TEXTO CITADO:
..........
No país em que se normalizam os relacionamentos abusivos, vemos muita gente aplaudir a grandiosidade de Marina Silva ao voltar para os braços do PT sem dar um pio sobre o ocorrido e sem exigir mudança de comportamento.

Muita gente aplaude a grandiosidade da mulher que salva o casamento abusivo em nome dos filhos. Gente que ama mulher submissa não vê outra possibilidade para a paz social além da submissão feliz.

Existe e, neste caso político, foi tristemente desperdiçada. Lula é um ídolo populista, nunca esperei que pedisse desculpas. Aliás, por ser infalível, isso nem seria possível.
..........
MATERIAL FORNECIDO:

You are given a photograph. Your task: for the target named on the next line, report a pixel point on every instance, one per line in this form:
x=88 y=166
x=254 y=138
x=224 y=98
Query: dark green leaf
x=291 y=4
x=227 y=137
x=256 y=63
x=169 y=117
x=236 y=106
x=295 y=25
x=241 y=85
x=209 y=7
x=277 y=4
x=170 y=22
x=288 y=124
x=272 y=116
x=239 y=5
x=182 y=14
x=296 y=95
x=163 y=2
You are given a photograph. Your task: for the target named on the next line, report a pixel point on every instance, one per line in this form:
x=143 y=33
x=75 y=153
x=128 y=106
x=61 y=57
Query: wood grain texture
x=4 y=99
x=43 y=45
..........
DESCRIÇÃO DA TAREFA:
Escreva a continuação do texto citado sobre a volta de Marina Silva ao PT, a partir da última frase apresentada.

RESPOSTA À TAREFA:
Mas este era o momento para que ele falasse abertamente com sua militância sobre a necessidade de parar com ataques virulentos, Fake News e misoginia, que isso iguala ao bolsonarismo em vez de combater. Infelizmente, o discurso de ódio só é enfrentado pela esquerda se vier da direita.

Somos o país do "estupra mas não mata", dignidade da mulher não é prioridade e sempre vai ter uma desculpa para a mulher ser grandiosa ao aceitar esculacho.

Não há força como a da ideia cujo tempo chegou. Por aqui, ainda não é hora da ideia de mulheres tratadas como seres humanos.